◆ **The problem**: Retype each of the records below line for line, keeping every character and all spacing unchanged.
━━━━━━━━━━━━━━━━━━━━━━━━━━━━━━
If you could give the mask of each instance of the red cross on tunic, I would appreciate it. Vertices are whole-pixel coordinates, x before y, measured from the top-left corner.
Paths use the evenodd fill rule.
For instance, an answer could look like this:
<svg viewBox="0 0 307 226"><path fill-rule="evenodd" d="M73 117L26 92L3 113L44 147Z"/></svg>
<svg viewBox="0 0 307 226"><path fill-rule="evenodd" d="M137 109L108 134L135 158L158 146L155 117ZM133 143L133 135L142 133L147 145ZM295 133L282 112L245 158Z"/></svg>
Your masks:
━━━━━━━━━━━━━━━━━━━━━━━━━━━━━━
◆ **Solution to this task**:
If you could give the mask of each instance of the red cross on tunic, I would appreciate it. Vertices are whole-pixel coordinates, x before y, measured from the top-left corner.
Paths use the evenodd fill rule.
For instance, an answer could look like this:
<svg viewBox="0 0 307 226"><path fill-rule="evenodd" d="M73 117L26 92L3 113L44 147Z"/></svg>
<svg viewBox="0 0 307 226"><path fill-rule="evenodd" d="M137 109L108 134L135 158L158 146L155 117ZM133 143L133 135L142 133L147 145ZM295 133L282 112L245 158Z"/></svg>
Your masks:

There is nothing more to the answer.